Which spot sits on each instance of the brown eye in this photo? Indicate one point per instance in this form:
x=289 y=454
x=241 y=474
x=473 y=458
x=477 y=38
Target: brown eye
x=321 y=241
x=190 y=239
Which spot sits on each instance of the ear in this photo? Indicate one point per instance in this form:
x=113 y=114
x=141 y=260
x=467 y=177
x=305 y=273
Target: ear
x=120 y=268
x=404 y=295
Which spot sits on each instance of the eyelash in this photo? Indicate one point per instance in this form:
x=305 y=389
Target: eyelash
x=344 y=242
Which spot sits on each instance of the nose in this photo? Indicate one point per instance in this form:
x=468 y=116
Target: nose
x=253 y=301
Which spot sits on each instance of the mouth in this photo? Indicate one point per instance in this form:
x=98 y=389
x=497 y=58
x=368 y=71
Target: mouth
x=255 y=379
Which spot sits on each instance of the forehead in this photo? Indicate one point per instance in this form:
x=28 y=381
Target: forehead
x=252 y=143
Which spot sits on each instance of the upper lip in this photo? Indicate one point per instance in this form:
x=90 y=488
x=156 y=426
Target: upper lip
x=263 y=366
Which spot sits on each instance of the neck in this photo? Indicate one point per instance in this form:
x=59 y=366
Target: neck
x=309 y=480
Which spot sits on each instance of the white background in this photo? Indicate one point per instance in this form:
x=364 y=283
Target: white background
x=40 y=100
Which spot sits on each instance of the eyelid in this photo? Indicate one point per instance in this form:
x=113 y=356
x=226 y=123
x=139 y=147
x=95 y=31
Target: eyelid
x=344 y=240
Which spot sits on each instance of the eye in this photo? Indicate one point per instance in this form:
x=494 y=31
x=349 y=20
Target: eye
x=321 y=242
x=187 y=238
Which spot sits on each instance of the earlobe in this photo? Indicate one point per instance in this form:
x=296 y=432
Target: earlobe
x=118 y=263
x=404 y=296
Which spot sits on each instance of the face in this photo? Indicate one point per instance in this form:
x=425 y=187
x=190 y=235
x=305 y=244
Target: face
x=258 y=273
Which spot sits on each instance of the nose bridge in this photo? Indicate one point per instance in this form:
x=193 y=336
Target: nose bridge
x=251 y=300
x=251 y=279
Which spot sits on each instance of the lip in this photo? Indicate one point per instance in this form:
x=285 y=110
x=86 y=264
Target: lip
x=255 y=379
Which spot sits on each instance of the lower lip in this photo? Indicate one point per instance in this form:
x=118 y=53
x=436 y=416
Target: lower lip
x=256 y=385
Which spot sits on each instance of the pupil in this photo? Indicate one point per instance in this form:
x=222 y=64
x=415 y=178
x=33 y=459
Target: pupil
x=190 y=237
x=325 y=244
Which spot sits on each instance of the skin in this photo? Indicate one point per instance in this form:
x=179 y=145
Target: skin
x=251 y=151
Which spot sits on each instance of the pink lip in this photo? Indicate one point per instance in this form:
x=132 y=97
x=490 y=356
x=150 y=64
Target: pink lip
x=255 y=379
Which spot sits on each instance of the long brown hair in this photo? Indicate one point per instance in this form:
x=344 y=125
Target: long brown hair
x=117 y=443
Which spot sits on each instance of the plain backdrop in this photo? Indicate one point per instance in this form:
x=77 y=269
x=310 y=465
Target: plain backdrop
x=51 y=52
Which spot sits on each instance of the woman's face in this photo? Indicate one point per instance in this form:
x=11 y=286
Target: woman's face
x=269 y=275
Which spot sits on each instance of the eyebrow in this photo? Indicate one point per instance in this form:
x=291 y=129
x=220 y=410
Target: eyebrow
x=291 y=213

+ + + +

Problem to work on - Each entry should be written out again exactly, with no word left out.

Worked solution -
Which spot sits on each instance of the brown eye in this photo? Indicate one point per instance in this form:
x=289 y=454
x=241 y=474
x=473 y=458
x=477 y=38
Target: brown eye
x=321 y=241
x=190 y=239
Which spot sits on each instance of the ear in this photo? Indicate one point per instance in this form:
x=113 y=114
x=141 y=260
x=467 y=177
x=305 y=273
Target: ear
x=120 y=268
x=404 y=295
Which spot sits on each instance of the eyelash in this photo? Indicate one point per instance in this form:
x=305 y=389
Target: eyelash
x=344 y=242
Which spot sits on each instance of the nose in this photo? Indicate one point per instance in this form:
x=468 y=116
Target: nose
x=253 y=301
Which spot sits on each instance of the mouth in this photo? Indicate one point per instance in this form:
x=98 y=389
x=497 y=58
x=368 y=71
Target: mouth
x=255 y=379
Which spot sits on each instance of the forehead in this photo? Indicate one point per instance in this form:
x=28 y=381
Target: forehead
x=252 y=143
Which spot sits on each instance of the upper lip in this photo? Indicate one point per instance in this form:
x=90 y=488
x=156 y=426
Target: upper lip
x=263 y=366
Which spot sits on each instance of the neck in this photo? Indicate one point per instance in this form:
x=59 y=366
Target: neck
x=309 y=480
Which spot sits on each instance of the white background in this photo? Indicate one point per instance in this form:
x=364 y=283
Target: white background
x=40 y=100
Which spot sits on each instance of the eyelid in this photo? Indicate one point per instance in this form:
x=113 y=356
x=226 y=123
x=139 y=147
x=95 y=31
Target: eyelid
x=344 y=240
Which spot sits on each instance of the eye in this photo? Indicate one point per instance in this form:
x=494 y=31
x=349 y=20
Target: eye
x=321 y=242
x=187 y=238
Which spot sits on each instance of the earlobe in this photo? Indicate one point per instance in this form:
x=296 y=432
Target: earlobe
x=118 y=263
x=404 y=296
Which spot sits on each instance of the face in this photo? Indicate one point per instance in this form:
x=425 y=187
x=190 y=235
x=305 y=244
Target: face
x=258 y=273
Which spot sits on each instance of the nose bridge in this photo? Indicate one point per instance in this form:
x=193 y=336
Target: nose bridge
x=251 y=300
x=251 y=279
Which spot sits on each instance of the lip in this photo? Indicate one point per instance in this form:
x=285 y=110
x=86 y=264
Target: lip
x=255 y=379
Which spot sits on each instance of the lower lip in this photo? Indicate one point per instance in this form:
x=118 y=53
x=436 y=416
Target: lower lip
x=256 y=385
Which spot sits on each instance of the pupil in this photo? Indicate one point per instance in this form:
x=222 y=64
x=415 y=178
x=33 y=459
Target: pupil
x=190 y=237
x=325 y=244
Which spot sits on each instance of the skin in this photo? Indicate one point per instance in this form:
x=179 y=145
Target: skin
x=251 y=151
Which spot sits on each instance of the pink lip in this photo? Indicate one point per instance in this form:
x=132 y=97
x=490 y=356
x=150 y=64
Target: pink lip
x=255 y=379
Which spot sits on each instance of the long brown hair in this photo? Indicate one point per instance in this form:
x=344 y=125
Target: long brown hair
x=117 y=443
Which spot sits on each instance of the plain backdrop in this photo? Indicate one point per instance in this form:
x=77 y=269
x=310 y=465
Target: plain backdrop
x=51 y=52
Which spot sits on each instance of the woman's face in this photo? Indicate one point per instance in this form:
x=11 y=286
Target: woman's face
x=269 y=275
Which spot sits on each instance of the eyebrow in this photo? Indicate one point per instance in this form:
x=291 y=129
x=220 y=410
Target: eyebrow
x=291 y=213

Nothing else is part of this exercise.